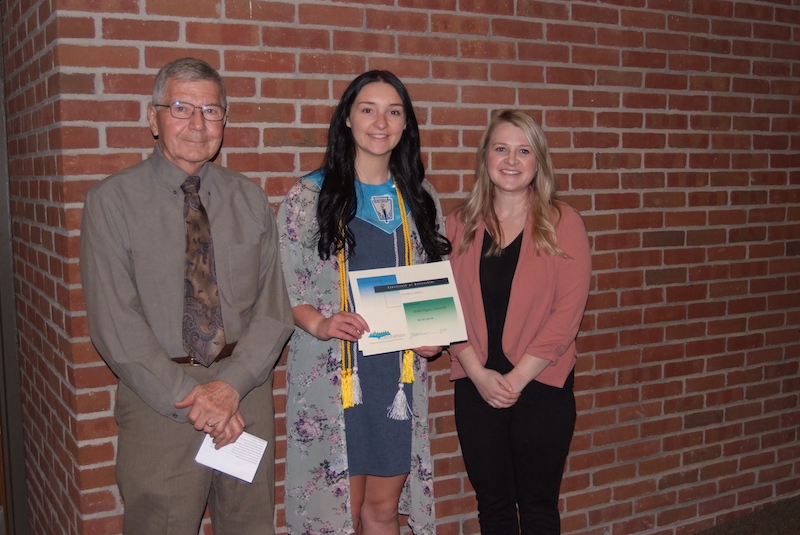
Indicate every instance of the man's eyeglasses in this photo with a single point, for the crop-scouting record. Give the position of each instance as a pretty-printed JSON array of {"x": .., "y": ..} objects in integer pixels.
[{"x": 184, "y": 110}]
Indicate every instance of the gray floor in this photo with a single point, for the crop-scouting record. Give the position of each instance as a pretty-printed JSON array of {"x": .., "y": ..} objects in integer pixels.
[{"x": 782, "y": 518}]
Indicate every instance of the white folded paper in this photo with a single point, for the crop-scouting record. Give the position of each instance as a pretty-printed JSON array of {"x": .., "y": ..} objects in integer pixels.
[{"x": 240, "y": 459}]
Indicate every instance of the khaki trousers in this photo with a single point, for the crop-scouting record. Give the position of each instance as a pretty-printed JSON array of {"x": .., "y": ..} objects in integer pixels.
[{"x": 165, "y": 491}]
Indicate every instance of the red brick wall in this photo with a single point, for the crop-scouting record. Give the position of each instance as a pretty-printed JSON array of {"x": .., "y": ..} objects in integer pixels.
[{"x": 674, "y": 127}]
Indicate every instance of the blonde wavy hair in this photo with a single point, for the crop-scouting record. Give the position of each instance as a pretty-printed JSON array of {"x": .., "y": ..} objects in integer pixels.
[{"x": 545, "y": 212}]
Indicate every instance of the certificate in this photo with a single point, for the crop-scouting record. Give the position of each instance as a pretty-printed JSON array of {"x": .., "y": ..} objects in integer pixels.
[
  {"x": 408, "y": 307},
  {"x": 240, "y": 459}
]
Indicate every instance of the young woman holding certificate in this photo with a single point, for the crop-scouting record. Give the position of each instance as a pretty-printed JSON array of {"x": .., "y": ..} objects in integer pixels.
[
  {"x": 522, "y": 267},
  {"x": 357, "y": 427}
]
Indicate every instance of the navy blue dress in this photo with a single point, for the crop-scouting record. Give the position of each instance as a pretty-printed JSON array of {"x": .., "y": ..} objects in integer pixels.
[{"x": 376, "y": 444}]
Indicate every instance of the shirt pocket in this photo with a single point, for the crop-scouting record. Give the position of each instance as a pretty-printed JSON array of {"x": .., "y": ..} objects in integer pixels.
[{"x": 244, "y": 269}]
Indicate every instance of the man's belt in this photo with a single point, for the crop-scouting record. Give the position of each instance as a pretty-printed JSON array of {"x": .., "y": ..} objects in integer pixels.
[{"x": 223, "y": 354}]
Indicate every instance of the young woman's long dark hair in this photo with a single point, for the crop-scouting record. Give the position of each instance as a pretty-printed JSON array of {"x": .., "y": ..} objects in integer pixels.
[{"x": 337, "y": 199}]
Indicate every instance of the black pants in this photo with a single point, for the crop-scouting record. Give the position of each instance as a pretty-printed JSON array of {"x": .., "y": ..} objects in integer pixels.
[{"x": 515, "y": 457}]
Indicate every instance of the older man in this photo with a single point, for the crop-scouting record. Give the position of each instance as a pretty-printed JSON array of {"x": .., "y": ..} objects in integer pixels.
[{"x": 186, "y": 304}]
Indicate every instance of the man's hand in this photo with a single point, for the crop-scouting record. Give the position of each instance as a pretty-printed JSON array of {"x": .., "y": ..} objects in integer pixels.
[{"x": 215, "y": 410}]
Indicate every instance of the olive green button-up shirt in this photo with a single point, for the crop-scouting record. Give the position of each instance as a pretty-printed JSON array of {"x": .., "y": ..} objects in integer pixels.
[{"x": 132, "y": 260}]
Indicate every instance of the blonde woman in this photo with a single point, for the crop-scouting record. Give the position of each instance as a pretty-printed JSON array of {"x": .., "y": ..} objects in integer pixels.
[{"x": 522, "y": 266}]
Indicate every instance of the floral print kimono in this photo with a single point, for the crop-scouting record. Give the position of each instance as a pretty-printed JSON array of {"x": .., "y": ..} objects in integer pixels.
[{"x": 317, "y": 486}]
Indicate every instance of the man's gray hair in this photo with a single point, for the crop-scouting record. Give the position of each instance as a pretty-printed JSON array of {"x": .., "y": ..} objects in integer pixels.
[{"x": 187, "y": 70}]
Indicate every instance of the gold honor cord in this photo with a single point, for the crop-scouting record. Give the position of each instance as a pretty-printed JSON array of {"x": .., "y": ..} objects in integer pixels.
[{"x": 351, "y": 386}]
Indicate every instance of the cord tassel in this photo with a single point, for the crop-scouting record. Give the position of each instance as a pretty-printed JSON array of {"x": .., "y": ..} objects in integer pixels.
[
  {"x": 358, "y": 397},
  {"x": 399, "y": 409},
  {"x": 407, "y": 370},
  {"x": 347, "y": 388}
]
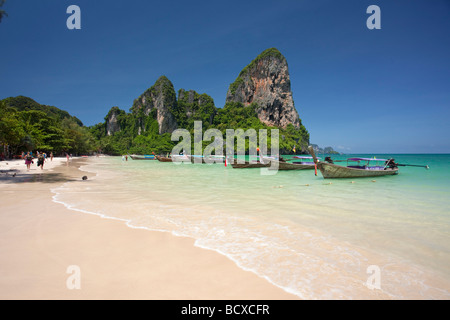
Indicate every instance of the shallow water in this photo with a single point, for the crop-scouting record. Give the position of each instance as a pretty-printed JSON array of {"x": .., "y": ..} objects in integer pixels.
[{"x": 313, "y": 237}]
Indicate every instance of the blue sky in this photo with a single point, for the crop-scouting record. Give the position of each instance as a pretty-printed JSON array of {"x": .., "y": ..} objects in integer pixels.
[{"x": 357, "y": 90}]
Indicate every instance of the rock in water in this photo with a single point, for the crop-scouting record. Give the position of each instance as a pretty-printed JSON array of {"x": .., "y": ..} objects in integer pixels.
[{"x": 265, "y": 81}]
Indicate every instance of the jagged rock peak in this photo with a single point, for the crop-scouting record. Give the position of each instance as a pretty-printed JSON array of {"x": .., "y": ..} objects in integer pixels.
[
  {"x": 112, "y": 120},
  {"x": 266, "y": 82},
  {"x": 161, "y": 97}
]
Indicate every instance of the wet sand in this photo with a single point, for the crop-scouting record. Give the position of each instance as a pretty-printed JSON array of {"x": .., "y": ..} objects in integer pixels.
[{"x": 47, "y": 250}]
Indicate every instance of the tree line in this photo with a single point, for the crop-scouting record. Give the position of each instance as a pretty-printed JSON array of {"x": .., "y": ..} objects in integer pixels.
[{"x": 26, "y": 125}]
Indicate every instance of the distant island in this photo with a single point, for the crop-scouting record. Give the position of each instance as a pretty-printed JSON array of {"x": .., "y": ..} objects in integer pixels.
[
  {"x": 259, "y": 98},
  {"x": 326, "y": 150}
]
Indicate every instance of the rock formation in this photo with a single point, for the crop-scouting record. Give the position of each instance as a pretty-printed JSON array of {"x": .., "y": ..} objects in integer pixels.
[
  {"x": 112, "y": 122},
  {"x": 192, "y": 105},
  {"x": 265, "y": 81},
  {"x": 160, "y": 100}
]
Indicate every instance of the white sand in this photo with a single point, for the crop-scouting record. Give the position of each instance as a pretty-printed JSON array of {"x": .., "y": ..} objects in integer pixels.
[{"x": 41, "y": 239}]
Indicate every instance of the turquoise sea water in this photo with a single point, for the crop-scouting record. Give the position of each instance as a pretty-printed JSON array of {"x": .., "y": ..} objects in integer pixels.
[{"x": 313, "y": 237}]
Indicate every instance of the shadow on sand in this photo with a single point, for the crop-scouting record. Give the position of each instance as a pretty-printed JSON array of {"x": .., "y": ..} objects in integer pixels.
[{"x": 12, "y": 176}]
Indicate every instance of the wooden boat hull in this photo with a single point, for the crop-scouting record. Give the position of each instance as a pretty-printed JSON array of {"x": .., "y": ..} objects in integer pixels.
[
  {"x": 139, "y": 157},
  {"x": 249, "y": 165},
  {"x": 330, "y": 171},
  {"x": 292, "y": 166},
  {"x": 163, "y": 159}
]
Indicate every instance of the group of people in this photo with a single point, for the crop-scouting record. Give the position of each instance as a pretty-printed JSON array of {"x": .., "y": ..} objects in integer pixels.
[{"x": 41, "y": 158}]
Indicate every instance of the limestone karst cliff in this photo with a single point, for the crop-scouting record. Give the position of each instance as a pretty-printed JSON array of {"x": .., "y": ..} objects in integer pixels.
[
  {"x": 160, "y": 100},
  {"x": 266, "y": 82}
]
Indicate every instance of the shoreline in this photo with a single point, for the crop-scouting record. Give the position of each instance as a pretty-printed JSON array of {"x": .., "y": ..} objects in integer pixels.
[{"x": 42, "y": 239}]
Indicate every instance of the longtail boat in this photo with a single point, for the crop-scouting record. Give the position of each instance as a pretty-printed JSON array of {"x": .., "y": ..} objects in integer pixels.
[
  {"x": 208, "y": 159},
  {"x": 249, "y": 165},
  {"x": 163, "y": 159},
  {"x": 142, "y": 157},
  {"x": 255, "y": 162},
  {"x": 356, "y": 167},
  {"x": 295, "y": 165}
]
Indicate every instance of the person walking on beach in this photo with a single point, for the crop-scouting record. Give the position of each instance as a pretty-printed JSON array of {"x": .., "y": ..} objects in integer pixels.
[
  {"x": 41, "y": 160},
  {"x": 28, "y": 161}
]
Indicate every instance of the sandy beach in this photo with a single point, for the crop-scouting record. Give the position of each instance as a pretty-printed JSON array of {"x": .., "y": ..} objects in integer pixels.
[{"x": 44, "y": 246}]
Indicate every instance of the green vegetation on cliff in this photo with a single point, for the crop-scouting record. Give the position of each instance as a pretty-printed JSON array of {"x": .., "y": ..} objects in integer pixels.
[{"x": 26, "y": 125}]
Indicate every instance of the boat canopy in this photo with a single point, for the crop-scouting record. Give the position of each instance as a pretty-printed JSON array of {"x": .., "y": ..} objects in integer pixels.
[
  {"x": 366, "y": 159},
  {"x": 303, "y": 157}
]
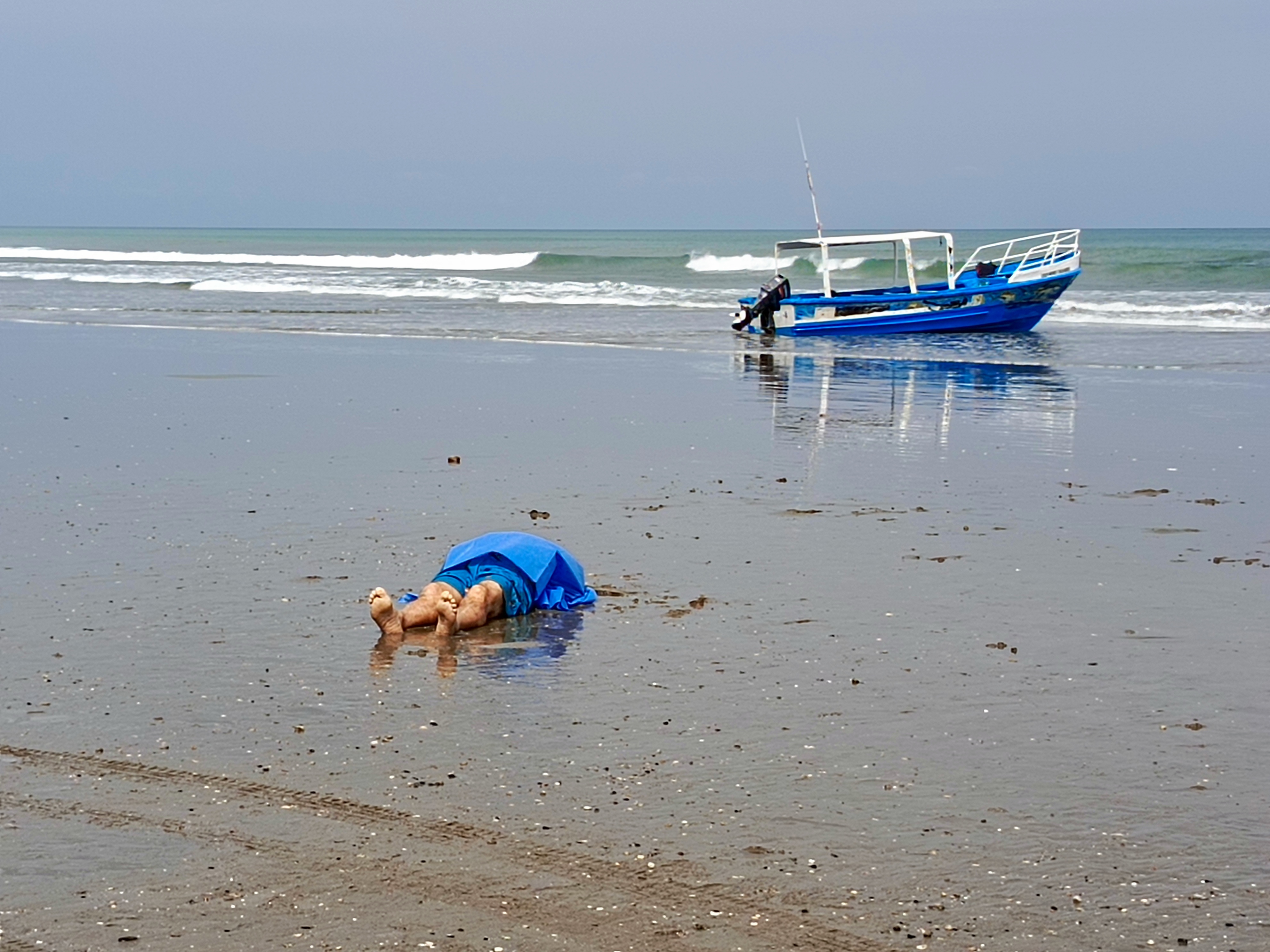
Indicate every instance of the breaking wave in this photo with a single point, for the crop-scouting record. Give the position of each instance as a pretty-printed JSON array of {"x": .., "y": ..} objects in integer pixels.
[
  {"x": 521, "y": 292},
  {"x": 458, "y": 262},
  {"x": 1182, "y": 310}
]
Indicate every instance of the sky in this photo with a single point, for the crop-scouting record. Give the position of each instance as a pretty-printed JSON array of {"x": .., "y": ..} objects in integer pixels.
[{"x": 310, "y": 114}]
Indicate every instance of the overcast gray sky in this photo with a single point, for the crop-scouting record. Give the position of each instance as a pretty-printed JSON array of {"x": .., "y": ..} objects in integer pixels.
[{"x": 644, "y": 115}]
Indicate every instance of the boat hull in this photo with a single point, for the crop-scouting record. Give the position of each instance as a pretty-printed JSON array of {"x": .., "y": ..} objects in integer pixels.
[{"x": 978, "y": 306}]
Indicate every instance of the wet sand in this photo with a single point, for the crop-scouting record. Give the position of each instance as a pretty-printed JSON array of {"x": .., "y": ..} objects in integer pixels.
[{"x": 892, "y": 654}]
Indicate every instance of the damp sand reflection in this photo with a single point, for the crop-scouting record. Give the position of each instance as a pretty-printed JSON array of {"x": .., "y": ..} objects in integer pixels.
[
  {"x": 502, "y": 649},
  {"x": 911, "y": 404}
]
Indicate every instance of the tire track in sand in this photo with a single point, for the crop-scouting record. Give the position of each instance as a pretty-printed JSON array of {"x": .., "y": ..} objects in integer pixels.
[{"x": 680, "y": 890}]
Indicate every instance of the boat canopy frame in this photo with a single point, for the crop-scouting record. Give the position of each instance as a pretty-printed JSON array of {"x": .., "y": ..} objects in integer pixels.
[{"x": 896, "y": 240}]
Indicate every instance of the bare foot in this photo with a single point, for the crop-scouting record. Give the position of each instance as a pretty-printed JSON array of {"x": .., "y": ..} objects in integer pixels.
[
  {"x": 384, "y": 614},
  {"x": 447, "y": 615}
]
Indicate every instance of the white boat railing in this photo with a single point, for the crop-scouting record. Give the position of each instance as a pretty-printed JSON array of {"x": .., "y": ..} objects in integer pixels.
[{"x": 1049, "y": 248}]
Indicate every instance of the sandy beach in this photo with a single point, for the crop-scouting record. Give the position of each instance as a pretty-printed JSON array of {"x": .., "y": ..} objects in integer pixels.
[{"x": 919, "y": 653}]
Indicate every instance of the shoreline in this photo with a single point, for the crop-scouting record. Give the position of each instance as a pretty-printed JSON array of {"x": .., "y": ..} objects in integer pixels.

________________________

• _AIM OF THE EXERCISE_
Set down nothing but the lines from the one with "Indicate every instance of the bare" through the end of the records, keeping each line exactly as written and including both ends.

• _WORKED ANSWER_
Indicate every instance of the bare foot in this photo with a single point, for the crop-scouting record. Give the position of each instance as a pretty-printed JSON array of {"x": .., "y": ..} objects in integer pixels.
[
  {"x": 384, "y": 614},
  {"x": 447, "y": 615}
]
Indicate every instance of the white boat railing in this photo with a single point, for the crop-scouting record. Give the position of each instance as a pretty-printed JSON array of {"x": .., "y": ..} objects in integer pixels.
[{"x": 1049, "y": 248}]
Indicate every instance of the sandy beach in this photo with a single point, for the crop-scouting record. Give the position of each instance as a pretty-printed JSON array of {"x": .., "y": ..} objects in integer pixels.
[{"x": 919, "y": 653}]
Indicate every instance of the shoreline in this photo with a single point, for the crop-scouting record. Give the position of each instance as a pretty-printed JSON array of {"x": .., "y": ..} objects in integer pixels.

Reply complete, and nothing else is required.